WORK TO BE COMPLETED:
Read the data below line by line and copy each one with "Label" in it.

══ PROVIDED INFORMATION ══

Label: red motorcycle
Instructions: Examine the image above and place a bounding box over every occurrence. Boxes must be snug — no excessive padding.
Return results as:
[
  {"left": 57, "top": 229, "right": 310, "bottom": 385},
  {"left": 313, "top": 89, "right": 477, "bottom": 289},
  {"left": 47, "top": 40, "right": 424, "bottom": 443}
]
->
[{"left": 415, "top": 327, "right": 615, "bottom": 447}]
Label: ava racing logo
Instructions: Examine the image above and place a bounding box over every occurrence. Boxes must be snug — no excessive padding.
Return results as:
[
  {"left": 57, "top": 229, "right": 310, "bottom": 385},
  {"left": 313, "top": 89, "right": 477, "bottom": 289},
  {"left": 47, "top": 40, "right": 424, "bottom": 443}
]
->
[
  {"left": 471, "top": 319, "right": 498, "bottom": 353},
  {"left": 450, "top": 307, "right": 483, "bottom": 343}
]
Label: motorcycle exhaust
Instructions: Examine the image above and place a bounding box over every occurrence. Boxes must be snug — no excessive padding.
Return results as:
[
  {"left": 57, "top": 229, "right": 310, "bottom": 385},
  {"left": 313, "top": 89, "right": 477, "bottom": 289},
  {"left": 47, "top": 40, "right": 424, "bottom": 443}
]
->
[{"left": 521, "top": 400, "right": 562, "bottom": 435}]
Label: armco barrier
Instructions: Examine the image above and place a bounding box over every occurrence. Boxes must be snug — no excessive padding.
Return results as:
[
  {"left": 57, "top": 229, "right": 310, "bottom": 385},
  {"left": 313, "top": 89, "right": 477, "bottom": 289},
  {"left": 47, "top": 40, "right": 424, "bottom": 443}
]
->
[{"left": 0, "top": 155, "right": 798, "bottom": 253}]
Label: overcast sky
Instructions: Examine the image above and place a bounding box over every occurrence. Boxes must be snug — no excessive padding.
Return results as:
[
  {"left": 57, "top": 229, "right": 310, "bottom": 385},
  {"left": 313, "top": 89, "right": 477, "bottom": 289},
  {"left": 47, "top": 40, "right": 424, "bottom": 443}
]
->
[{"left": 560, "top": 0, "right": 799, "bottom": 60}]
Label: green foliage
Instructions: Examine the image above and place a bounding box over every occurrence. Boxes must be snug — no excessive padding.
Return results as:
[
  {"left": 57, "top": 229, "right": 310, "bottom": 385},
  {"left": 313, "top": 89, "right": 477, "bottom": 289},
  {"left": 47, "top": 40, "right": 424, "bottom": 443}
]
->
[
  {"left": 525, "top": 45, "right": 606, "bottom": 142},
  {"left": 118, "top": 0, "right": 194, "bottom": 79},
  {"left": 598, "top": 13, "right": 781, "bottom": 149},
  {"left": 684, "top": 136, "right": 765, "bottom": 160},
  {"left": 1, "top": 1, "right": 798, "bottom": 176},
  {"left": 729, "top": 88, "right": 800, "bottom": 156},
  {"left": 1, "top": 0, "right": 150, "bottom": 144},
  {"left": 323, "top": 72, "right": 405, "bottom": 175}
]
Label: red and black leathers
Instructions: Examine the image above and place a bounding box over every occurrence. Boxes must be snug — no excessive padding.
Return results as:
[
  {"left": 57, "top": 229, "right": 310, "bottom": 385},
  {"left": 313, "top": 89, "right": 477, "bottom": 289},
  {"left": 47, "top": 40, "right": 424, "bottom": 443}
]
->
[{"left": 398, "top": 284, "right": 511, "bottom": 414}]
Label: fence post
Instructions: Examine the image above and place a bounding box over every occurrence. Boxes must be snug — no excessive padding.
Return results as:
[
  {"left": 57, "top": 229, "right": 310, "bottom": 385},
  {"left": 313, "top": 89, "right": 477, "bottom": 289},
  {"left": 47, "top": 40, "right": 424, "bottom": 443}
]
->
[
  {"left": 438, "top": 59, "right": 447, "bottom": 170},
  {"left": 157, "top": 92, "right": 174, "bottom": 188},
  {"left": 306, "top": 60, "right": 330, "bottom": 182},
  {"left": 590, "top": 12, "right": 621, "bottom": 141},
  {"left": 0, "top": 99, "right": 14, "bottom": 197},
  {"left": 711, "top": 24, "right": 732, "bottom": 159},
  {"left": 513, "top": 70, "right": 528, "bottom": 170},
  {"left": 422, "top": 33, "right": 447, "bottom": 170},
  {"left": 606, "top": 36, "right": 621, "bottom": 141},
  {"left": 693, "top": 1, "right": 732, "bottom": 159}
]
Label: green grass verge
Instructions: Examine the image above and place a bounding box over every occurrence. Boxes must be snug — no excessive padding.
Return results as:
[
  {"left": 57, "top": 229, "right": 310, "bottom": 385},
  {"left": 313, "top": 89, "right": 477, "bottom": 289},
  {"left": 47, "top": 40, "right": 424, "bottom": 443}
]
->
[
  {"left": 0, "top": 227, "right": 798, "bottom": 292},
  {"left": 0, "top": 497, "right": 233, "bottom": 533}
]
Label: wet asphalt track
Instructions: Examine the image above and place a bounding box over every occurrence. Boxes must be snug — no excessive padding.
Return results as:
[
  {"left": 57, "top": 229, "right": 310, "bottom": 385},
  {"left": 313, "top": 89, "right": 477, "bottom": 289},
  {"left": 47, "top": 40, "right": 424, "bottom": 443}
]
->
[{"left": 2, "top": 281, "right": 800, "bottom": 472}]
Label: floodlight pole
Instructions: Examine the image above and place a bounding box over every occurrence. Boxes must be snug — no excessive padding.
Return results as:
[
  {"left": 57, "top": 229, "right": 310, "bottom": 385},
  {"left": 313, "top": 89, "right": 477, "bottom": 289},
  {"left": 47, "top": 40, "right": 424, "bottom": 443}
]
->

═══

YOUR SOLUTION:
Label: red motorcycle
Label: ava racing logo
Label: motorcycle exhaust
Label: armco barrier
Label: overcast sky
Label: green foliage
Label: red and black leathers
Label: fence post
Label: green grass verge
Label: wet asphalt track
Label: floodlight pole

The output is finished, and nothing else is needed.